→ Data lines

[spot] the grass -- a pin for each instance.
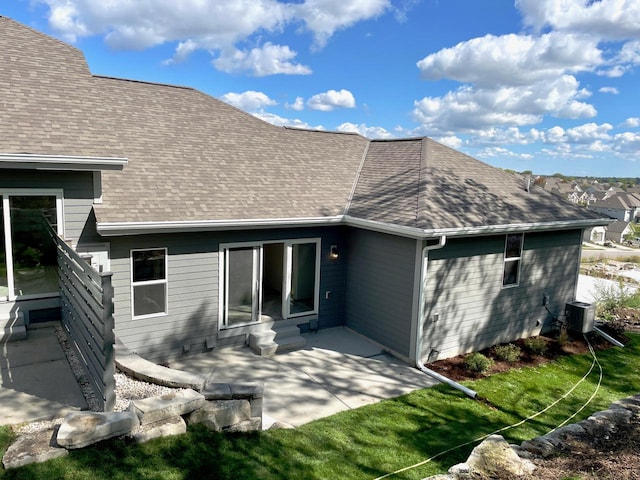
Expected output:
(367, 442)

...

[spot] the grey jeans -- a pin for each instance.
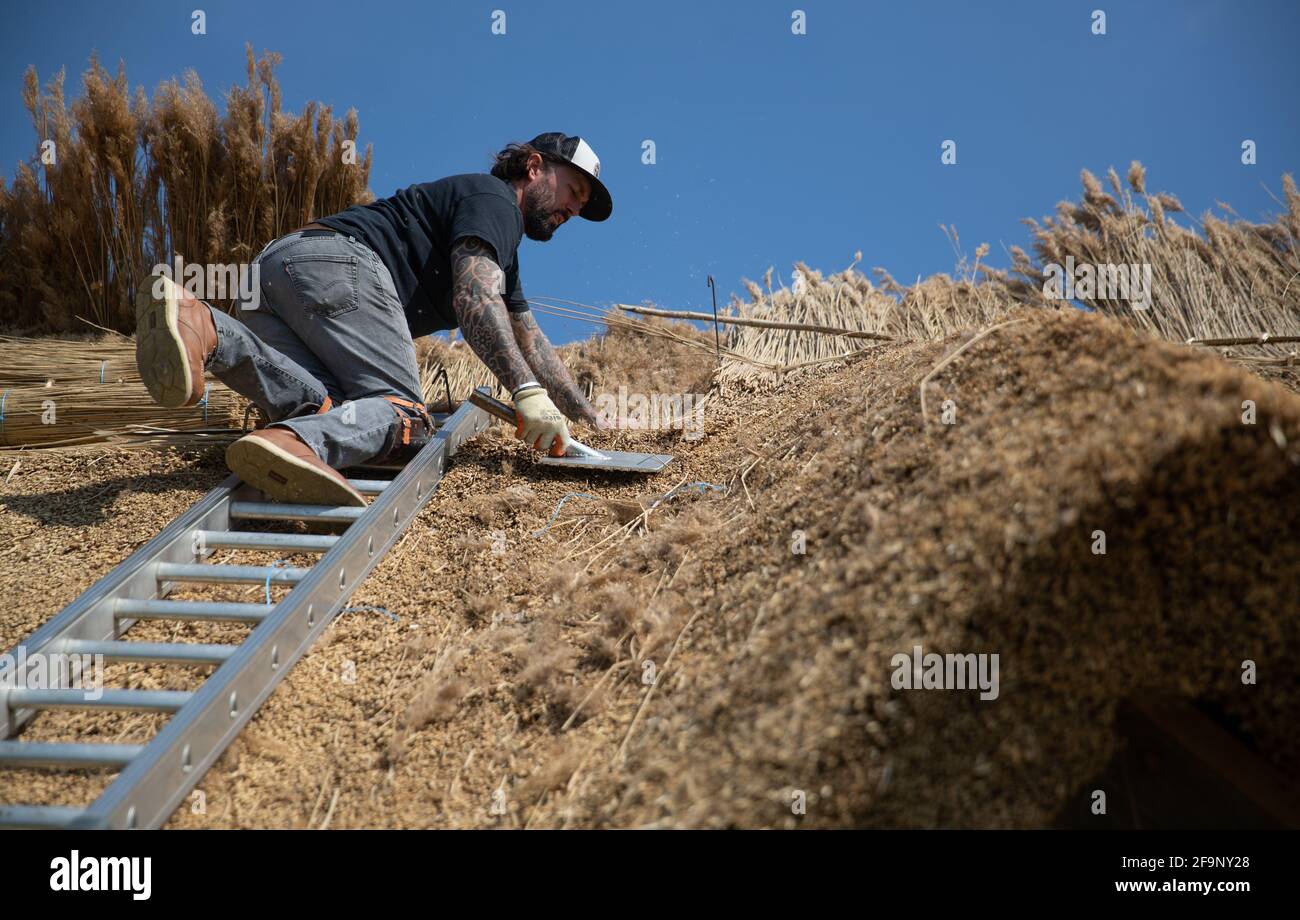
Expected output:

→ Task objective
Return every line of the items above that contains the word "instance". Case counts.

→ Full answer
[spot] the grass -- a pin for each instance.
[spot] the grey jeans -- a pin for each instance.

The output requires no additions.